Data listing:

* * * * *

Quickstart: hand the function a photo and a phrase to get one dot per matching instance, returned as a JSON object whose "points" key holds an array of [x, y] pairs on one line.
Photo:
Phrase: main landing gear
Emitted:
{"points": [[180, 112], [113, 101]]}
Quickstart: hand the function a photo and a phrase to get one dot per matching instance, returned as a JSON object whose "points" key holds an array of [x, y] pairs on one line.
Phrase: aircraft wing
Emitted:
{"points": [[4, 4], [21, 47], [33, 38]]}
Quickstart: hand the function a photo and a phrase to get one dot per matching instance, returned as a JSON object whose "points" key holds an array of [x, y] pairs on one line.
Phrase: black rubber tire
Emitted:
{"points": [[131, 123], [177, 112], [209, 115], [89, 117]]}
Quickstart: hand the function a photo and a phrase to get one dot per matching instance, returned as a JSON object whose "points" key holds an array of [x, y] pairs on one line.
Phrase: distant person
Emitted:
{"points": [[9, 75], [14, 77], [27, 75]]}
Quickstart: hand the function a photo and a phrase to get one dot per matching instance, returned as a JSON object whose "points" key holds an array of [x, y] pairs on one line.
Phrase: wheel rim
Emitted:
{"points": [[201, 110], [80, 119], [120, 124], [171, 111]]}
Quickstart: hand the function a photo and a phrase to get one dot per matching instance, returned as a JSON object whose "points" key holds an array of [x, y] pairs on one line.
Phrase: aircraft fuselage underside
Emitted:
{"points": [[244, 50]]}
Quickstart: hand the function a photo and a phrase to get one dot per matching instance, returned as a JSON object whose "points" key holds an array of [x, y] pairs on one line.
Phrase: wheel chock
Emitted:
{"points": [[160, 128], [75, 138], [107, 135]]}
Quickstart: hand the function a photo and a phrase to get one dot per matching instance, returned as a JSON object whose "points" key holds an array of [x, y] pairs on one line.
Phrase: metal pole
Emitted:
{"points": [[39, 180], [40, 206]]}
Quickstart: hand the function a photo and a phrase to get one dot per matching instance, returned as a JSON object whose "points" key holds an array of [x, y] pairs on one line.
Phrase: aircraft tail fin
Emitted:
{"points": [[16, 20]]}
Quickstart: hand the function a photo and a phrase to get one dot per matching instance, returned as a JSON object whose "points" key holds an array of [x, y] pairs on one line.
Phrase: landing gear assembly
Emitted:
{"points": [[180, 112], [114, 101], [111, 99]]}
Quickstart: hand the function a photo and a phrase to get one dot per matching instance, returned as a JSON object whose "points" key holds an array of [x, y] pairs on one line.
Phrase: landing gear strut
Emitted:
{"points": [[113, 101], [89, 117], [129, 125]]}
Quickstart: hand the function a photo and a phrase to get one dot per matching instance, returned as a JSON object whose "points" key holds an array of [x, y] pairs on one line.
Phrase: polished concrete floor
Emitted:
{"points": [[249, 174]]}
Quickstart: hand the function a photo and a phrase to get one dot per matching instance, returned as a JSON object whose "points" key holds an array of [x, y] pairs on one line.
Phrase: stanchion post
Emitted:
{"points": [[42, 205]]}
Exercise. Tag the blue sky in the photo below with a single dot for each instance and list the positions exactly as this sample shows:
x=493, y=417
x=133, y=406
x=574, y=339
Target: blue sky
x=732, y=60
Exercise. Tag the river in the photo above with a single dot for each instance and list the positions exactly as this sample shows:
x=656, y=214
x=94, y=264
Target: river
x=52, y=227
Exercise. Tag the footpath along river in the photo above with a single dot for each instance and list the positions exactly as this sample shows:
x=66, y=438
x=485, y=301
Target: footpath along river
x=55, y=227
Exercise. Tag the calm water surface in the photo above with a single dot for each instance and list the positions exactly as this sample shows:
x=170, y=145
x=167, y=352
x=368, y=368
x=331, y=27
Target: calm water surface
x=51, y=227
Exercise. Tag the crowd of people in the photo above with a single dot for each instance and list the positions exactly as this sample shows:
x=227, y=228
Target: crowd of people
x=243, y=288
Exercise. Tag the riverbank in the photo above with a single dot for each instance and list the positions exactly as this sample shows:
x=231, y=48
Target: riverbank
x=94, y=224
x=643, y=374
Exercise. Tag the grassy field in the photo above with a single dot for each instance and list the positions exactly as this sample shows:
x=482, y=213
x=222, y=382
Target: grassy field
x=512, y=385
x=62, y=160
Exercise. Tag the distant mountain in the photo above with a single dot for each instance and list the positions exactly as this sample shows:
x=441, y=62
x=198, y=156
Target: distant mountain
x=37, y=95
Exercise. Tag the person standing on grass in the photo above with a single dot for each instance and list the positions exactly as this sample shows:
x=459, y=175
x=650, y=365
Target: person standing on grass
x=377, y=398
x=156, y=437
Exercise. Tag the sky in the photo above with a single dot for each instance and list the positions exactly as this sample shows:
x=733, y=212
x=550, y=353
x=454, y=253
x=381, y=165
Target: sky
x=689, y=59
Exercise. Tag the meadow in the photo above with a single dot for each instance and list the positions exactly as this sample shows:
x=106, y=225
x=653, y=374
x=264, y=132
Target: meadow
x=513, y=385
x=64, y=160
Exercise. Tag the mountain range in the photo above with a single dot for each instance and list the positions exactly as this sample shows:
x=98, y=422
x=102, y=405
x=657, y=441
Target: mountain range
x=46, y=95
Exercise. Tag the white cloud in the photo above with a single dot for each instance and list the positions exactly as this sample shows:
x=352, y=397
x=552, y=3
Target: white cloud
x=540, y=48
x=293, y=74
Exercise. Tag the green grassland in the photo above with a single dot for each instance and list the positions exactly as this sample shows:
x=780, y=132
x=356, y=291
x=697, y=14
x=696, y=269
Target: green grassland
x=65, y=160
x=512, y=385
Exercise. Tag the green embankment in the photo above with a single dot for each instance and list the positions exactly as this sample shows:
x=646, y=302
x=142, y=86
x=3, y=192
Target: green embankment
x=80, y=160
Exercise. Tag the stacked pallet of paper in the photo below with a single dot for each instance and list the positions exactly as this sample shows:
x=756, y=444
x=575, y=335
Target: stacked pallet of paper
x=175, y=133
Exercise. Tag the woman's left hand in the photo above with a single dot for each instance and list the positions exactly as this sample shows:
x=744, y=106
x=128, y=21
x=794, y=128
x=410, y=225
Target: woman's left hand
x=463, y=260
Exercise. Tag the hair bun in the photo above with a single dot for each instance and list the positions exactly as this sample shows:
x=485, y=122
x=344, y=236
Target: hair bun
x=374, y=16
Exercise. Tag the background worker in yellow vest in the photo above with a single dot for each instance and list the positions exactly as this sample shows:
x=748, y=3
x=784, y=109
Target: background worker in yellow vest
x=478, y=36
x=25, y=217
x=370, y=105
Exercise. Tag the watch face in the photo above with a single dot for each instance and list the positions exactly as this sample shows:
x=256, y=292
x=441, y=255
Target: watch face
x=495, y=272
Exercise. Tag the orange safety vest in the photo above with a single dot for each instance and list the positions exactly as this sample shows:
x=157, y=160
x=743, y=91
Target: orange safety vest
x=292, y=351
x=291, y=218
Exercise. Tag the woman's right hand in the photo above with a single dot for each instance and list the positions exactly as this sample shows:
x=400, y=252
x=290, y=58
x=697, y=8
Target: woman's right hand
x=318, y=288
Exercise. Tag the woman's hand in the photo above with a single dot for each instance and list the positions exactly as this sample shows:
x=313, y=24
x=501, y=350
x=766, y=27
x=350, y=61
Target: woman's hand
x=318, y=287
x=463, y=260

* * * * *

▶ [Problem description]:
Write out every row above verbatim, changing no character.

▶ [The response]:
Quickstart: hand the function a photo and a phrase to get one dot per matching instance, returned as a JSON object whose "points" key holds an array of [x, y] pairs on one line.
Photo:
Phrase: main landing gear
Emitted:
{"points": [[180, 112], [113, 101]]}
Quickstart: hand the function a photo and a phrase to get one dot per matching instance, returned as a JSON object whose "points" key holds an array of [x, y] pairs on one line.
Phrase: aircraft wing
Emitted:
{"points": [[4, 4], [21, 47], [33, 38]]}
Quickstart: hand the function a photo and a phrase to get one dot per matching instance, returned as a JSON object whose "points" key holds an array of [x, y] pairs on one line.
Phrase: black rubber tire
Emitted:
{"points": [[131, 123], [177, 112], [209, 115], [89, 117]]}
Quickstart: hand the function a photo and a phrase to get one dot per matching instance, returned as a JSON object whose "points" key holds an array of [x, y] pairs on one line.
Phrase: distant person
Emitted:
{"points": [[9, 75], [14, 77], [27, 75]]}
Quickstart: hand the function a photo and a phrase to get one dot per matching instance, returned as a JSON object whose "points" key holds an array of [x, y] pairs on one line.
Phrase: wheel rim
Emitted:
{"points": [[201, 110], [80, 119], [120, 124], [171, 111]]}
Quickstart: hand the function a photo and a phrase to get one dot per matching instance, returned as a JSON object whose "points" key holds an array of [x, y] pairs on one line.
Phrase: aircraft fuselage underside
Emitted:
{"points": [[244, 50]]}
Quickstart: hand the function a photo and a phrase to get one dot per matching instance, returned as a JSON object whose "points" key holds an array of [x, y] pairs on one line.
Phrase: wheel chock
Emitted:
{"points": [[160, 128], [75, 138], [107, 135]]}
Quickstart: hand the function a photo and a phrase to get one dot per matching instance, returned as a JSON object whose "points" key holds an array of [x, y] pairs on one line.
Phrase: metal pole
Emitted:
{"points": [[39, 180], [40, 206]]}
Quickstart: hand the function a photo and a phrase to get one dot per matching instance, returned as a JSON object whose "points" key holds an array of [x, y] pairs on one line.
Phrase: aircraft tail fin
Emitted:
{"points": [[16, 20]]}
Quickstart: hand the function a photo and a phrase to get one dot per matching instance, returned as a JSON object whose "points" key holds an array of [x, y] pairs on one line.
Phrase: landing gear assembly
Emitted:
{"points": [[180, 112], [114, 101], [111, 99]]}
Quickstart: hand the function a photo and a phrase to get one dot per matching instance, returned as a JSON object whose "points" key holds an array of [x, y] pairs on one line.
Phrase: landing gear strut
Emitted:
{"points": [[113, 101], [89, 117], [129, 125]]}
Quickstart: hand the function a photo and a phrase to get one dot per matching instance, returned as a JSON object whose "points" key holds an array of [x, y] pairs on one line.
Phrase: polished concrete floor
Emitted:
{"points": [[249, 174]]}
Quickstart: hand the function a photo and a phrase to get one dot per matching instance, returned as a JSON object whose "points" key holds an array of [x, y] pairs on one line.
Phrase: stanchion post
Emitted:
{"points": [[42, 205]]}
Exercise. Tag the blue sky in the photo below with a single dot for each instance and list the positions exactly as this sample shows:
x=493, y=417
x=133, y=406
x=574, y=339
Target: blue sky
x=732, y=60
Exercise. Tag the river in the photo above with a single dot for each instance and list the positions exactly as this sample shows:
x=656, y=214
x=94, y=264
Target: river
x=52, y=227
Exercise. Tag the footpath along river in the photo above with a single dot for each instance and list the positions exactly as this sample shows:
x=66, y=438
x=485, y=301
Target: footpath along river
x=55, y=227
Exercise. Tag the calm water surface in the photo above with a single dot for each instance and list the positions exactly as this sample shows:
x=170, y=145
x=167, y=352
x=368, y=368
x=331, y=27
Target: calm water surface
x=51, y=227
Exercise. Tag the crowd of people in the photo above with a single dot for each instance and list the positions exactly as this sample shows:
x=227, y=228
Target: crowd of people
x=243, y=288
Exercise. Tag the riverbank in the photo above with a single dot for each instance and list the positions exactly as this sample shows:
x=231, y=48
Target: riverbank
x=94, y=224
x=643, y=374
Exercise. Tag the grassy field in the photo above with a single dot for each instance and list the positions exactly as this sample shows:
x=482, y=213
x=222, y=382
Target: grassy field
x=512, y=385
x=62, y=160
Exercise. Tag the distant mountain in the photo above with a single dot for each instance and list the positions exactly as this sample shows:
x=441, y=62
x=198, y=156
Target: distant mountain
x=37, y=95
Exercise. Tag the person standing on grass in the photo above with a single dot for each instance and list the positions exactly as this sample shows:
x=459, y=175
x=650, y=365
Target: person standing on grass
x=377, y=398
x=156, y=437
Exercise. Tag the sky in the photo above with a single dot for each instance and list the positions exactly as this sample shows:
x=733, y=212
x=550, y=353
x=454, y=253
x=381, y=165
Target: sky
x=689, y=59
Exercise. Tag the meadow in the photo above with a single dot for each instance and list the positions exactly as this sample shows:
x=106, y=225
x=653, y=374
x=264, y=132
Target: meadow
x=513, y=385
x=64, y=160
Exercise. Tag the mountain range in the photo above with a single dot for each instance and list the positions exactly as this sample shows:
x=98, y=422
x=102, y=405
x=657, y=441
Target: mountain range
x=46, y=95
Exercise. Tag the white cloud in the photo above with a single dot for each instance and list the positions exactly as this sample shows:
x=352, y=397
x=552, y=3
Target: white cloud
x=540, y=48
x=293, y=74
Exercise. Tag the green grassland in the photo above with a single dot for each instance and list the positions exactly as this sample shows:
x=780, y=132
x=356, y=291
x=697, y=14
x=696, y=269
Target: green grassland
x=65, y=160
x=512, y=385
Exercise. Tag the green embankment in the photo above with a single dot for each instance and list the positions exactly as this sample shows:
x=646, y=302
x=142, y=86
x=3, y=192
Target: green embankment
x=80, y=160
Exercise. Tag the stacked pallet of paper in the photo below with a single dot for each instance and list the positions exactly as this sample shows:
x=756, y=444
x=575, y=335
Target: stacked pallet of paper
x=175, y=133
Exercise. Tag the woman's left hand in the photo above with a single dot for each instance and list the positions exactly as this sample shows:
x=744, y=106
x=128, y=21
x=794, y=128
x=410, y=225
Target: woman's left hand
x=463, y=260
Exercise. Tag the hair bun in the photo above with a single dot for each instance and list the positions exactly as this sample shows:
x=485, y=122
x=344, y=236
Target: hair bun
x=374, y=16
Exercise. Tag the background worker in yellow vest in the photo above with a single dot for each instance and list the positions exactly as this sample shows:
x=748, y=3
x=784, y=109
Target: background worker in yellow vest
x=478, y=36
x=25, y=217
x=370, y=105
Exercise. Tag the watch face in the photo above with a single dot for each instance and list the positions exactly as this sample shows:
x=256, y=292
x=441, y=255
Target: watch face
x=495, y=272
Exercise. Tag the orange safety vest in the photo above with a single dot for each instance and list the positions exactly as this sample shows:
x=157, y=160
x=743, y=91
Target: orange safety vest
x=292, y=351
x=291, y=218
Exercise. Tag the woman's right hand in the photo above with a single dot for each instance and list the positions exactly as this sample shows:
x=400, y=252
x=290, y=58
x=697, y=8
Target: woman's right hand
x=318, y=288
Exercise. Tag the woman's hand in the photo above with a single dot for each instance and list the positions exactly as this sample shows:
x=313, y=24
x=501, y=350
x=766, y=27
x=350, y=61
Target: woman's hand
x=318, y=287
x=463, y=260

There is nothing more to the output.